===== Selected extract
HiRachael and just thought I would let you know what the latest is with me. I had been on 45 Mirt. for 6 days but last night I felt terrible and kept shivering. I saw my GP today and she thinks I shoiuld try Venlafaxine again. It worked for me for 10 years but stopped working in October 2012. After trying several SSRIs I asked if I could try The Venla\faxine again. It did work but only for 5 months. That was when I was prescribed the Mirtazapine. Only 15 mg at first and I felt fantastic for two months. I was then prescribed 30 mg and stayed on that for 8 weeks. Although I had some good days it didn't really do the trick. i ws then prescribed 45 mg but that certainly wasn't for me. Anyway I have now got to wean myself off the Mirtazapine for a week and then take the Ven. so watch this space!!
Aaron the posting to Rachael should also have said and Aaron.
Hey Pat, ahh what a shame it didn't work out for your on mirtazapine. I'm 4weeks into 45mg now, and think it's starting to do the trick! I imagine I will have moments where I've changed my mind again but I'm willing to give it more time. I think time is a good healer for me, I'm quite upset how poorly I got, and no medication is going to rid me of that upset. I'm trying to keep busy and hopefully starting a new job soon- which I think will do me the world of good. I think I've just had a huuuuge confidence knock and need to build myself back up again. Good luck on your weaning off the mirt and hoping the venlafaxine works well again for you. Keep in touch
xx
Thanks Rachael. I was disappointed that the Mirtazapine didn't work but I I was feeling awful. As I said the Venlafaxine did work for 10 years but only worked for 5 months last time. so I was hoping the Mirt. would b a good replacement. I'll let you know how I get on but I hope the job works out and you keep well. Did you say you don't get depression. I have never had anxiety but I am sure it must be terrible
I did start to get depression as a result of dealing with the anxiety but it was probably quite mildly. Anxiety is very hard- especially generalised as you don't often know what you feel nervous and worried about. Imagine having a really scary interview to go to and how your tummy churns and your minds whirls...that's how you feel 24/7. Keeping busy helps
Thanks Pat. Good luck xxx
I also suffer anxiety more than depression and also intrusive thought from adulthood ocd, which causes the anxiety.
Sorry to hear you had to switch again Pat, must be a nightmare swapping meds.
I've done it once and I ached all over and felt crook for about about 7 days when I switched from setraline to mirtazapine.
I have decided to stick to the 30mg to until I have finished the box which will give me 4 weeks on the 30mg, should know whether I need the 37.5 or not by then, I hope.
==========
===== Dataset extract
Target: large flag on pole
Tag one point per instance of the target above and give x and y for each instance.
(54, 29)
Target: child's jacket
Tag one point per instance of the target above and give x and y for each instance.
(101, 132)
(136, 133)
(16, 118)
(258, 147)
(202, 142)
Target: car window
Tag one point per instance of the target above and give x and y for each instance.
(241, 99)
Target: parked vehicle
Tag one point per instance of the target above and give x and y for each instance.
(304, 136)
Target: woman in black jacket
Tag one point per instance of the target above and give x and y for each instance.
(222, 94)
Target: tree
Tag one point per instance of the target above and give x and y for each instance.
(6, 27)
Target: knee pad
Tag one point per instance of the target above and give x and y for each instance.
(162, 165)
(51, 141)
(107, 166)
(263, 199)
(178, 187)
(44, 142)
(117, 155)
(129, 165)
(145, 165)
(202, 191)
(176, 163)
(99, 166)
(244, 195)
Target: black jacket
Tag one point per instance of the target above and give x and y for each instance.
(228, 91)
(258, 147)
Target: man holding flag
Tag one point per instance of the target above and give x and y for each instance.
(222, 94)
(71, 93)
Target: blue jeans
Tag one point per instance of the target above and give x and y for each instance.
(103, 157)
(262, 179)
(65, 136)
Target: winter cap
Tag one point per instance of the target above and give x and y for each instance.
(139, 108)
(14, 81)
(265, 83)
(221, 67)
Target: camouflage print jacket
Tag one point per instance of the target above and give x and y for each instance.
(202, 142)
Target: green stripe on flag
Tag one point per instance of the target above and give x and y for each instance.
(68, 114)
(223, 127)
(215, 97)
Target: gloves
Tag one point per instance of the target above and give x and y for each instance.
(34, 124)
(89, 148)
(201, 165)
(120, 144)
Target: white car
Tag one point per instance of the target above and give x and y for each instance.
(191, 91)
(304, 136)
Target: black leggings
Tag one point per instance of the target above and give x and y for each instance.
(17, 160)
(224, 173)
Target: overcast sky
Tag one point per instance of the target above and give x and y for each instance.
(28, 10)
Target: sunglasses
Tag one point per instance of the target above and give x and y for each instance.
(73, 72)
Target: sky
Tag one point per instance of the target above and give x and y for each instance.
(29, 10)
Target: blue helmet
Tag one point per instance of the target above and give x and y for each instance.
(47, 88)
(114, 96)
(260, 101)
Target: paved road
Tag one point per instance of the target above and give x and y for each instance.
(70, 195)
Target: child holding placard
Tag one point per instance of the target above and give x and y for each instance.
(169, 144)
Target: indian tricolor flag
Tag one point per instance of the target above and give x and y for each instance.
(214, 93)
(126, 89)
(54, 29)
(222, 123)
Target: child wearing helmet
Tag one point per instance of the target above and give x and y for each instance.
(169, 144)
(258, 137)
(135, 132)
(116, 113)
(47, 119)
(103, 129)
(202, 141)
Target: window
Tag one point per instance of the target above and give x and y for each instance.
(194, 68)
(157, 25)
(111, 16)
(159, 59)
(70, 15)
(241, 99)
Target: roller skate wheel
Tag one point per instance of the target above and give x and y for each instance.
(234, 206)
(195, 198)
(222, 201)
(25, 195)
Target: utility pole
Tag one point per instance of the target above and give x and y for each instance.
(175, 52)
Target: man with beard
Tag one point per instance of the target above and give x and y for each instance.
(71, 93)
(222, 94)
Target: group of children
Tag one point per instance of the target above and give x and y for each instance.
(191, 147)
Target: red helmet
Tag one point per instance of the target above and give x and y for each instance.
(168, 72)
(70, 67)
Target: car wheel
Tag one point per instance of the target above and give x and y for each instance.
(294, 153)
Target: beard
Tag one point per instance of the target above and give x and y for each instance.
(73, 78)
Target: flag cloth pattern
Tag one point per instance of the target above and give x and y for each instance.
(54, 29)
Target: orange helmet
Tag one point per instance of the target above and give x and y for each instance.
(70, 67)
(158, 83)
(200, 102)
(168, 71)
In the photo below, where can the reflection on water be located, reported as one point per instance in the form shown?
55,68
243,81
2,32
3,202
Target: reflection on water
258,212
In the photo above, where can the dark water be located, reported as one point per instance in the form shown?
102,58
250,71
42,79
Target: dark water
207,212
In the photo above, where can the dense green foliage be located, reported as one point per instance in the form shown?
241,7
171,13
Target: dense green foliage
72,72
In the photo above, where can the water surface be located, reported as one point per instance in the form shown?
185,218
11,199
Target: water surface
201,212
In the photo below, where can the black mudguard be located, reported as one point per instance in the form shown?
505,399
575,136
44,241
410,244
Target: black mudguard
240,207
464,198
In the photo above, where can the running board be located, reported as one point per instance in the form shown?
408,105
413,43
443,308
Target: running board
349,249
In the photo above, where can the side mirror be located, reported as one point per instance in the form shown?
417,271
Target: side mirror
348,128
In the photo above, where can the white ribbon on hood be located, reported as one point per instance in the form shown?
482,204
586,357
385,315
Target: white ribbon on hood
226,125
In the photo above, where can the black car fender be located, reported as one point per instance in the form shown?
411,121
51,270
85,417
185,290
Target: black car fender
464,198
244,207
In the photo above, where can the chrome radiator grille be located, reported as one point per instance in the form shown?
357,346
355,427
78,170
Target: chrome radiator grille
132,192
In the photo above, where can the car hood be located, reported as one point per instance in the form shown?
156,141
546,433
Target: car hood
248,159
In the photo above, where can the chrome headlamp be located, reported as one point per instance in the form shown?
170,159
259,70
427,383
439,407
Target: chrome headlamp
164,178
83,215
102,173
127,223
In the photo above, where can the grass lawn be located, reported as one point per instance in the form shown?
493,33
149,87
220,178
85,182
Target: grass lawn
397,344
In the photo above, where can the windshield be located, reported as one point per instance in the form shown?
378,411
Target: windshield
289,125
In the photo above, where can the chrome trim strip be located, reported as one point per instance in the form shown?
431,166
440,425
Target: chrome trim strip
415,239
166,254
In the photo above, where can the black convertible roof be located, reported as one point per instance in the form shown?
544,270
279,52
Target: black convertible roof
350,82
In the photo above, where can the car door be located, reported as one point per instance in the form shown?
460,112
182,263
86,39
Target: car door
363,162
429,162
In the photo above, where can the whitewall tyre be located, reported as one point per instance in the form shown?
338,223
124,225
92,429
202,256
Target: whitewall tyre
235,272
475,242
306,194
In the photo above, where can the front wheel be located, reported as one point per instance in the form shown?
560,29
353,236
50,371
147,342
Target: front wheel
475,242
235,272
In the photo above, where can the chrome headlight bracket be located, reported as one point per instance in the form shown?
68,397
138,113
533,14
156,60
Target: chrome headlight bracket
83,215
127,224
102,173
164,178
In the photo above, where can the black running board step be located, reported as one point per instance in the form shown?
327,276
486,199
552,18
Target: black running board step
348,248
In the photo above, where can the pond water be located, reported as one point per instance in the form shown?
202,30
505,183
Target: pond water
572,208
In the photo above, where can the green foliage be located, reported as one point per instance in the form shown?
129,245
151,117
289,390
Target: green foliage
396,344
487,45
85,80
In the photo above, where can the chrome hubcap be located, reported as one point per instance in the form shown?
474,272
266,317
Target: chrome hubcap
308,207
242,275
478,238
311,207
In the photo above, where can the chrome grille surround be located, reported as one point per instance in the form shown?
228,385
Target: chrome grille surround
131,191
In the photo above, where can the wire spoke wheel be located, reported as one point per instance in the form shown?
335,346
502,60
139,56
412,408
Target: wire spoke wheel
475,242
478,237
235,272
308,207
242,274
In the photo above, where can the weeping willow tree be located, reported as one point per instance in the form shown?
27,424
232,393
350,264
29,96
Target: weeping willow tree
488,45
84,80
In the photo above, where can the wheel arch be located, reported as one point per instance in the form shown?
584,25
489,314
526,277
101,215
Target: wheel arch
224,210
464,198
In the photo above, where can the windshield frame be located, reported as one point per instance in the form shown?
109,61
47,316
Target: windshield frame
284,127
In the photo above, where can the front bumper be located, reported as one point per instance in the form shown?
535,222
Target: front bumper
==========
== Activity list ==
(1) Please quote the medication forum thread word for word, beginning at the words "HiRachael and just" and stopping after "said and Aaron.".
(2) Decide whether each statement agrees with the medication forum thread, answering yes or no and quoting the deciding words of the thread.
(a) Venlafaxine worked for Pat for 10 years.
(b) On 15 mg of Mirtazapine, Pat felt fantastic for two months.
(c) Pat says they have had anxiety.
(3) In the medication forum thread, in what month and year did Venlafaxine stop working for Pat?

== Answers to the problems ==
(1)
HiRachael and just thought I would let you know what the latest is with me. I had been on 45 Mirt. for 6 days but last night I felt terrible and kept shivering. I saw my GP today and she thinks I shoiuld try Venlafaxine again. It worked for me for 10 years but stopped working in October 2012. After trying several SSRIs I asked if I could try The Venla\faxine again. It did work but only for 5 months. That was when I was prescribed the Mirtazapine. Only 15 mg at first and I felt fantastic for two months. I was then prescribed 30 mg and stayed on that for 8 weeks. Although I had some good days it didn't really do the trick. i ws then prescribed 45 mg but that certainly wasn't for me. Anyway I have now got to wean myself off the Mirtazapine for a week and then take the Ven. so watch this space!!
Aaron the posting to Rachael should also have said and Aaron.

(2)
(a) Yes: "It worked for me for 10 years but stopped working in October 2012."
(b) Yes: "Only 15 mg at first and I felt fantastic for two months."
(c) No: "I have never had anxiety but I am sure it must be terrible"

(3) October 2012.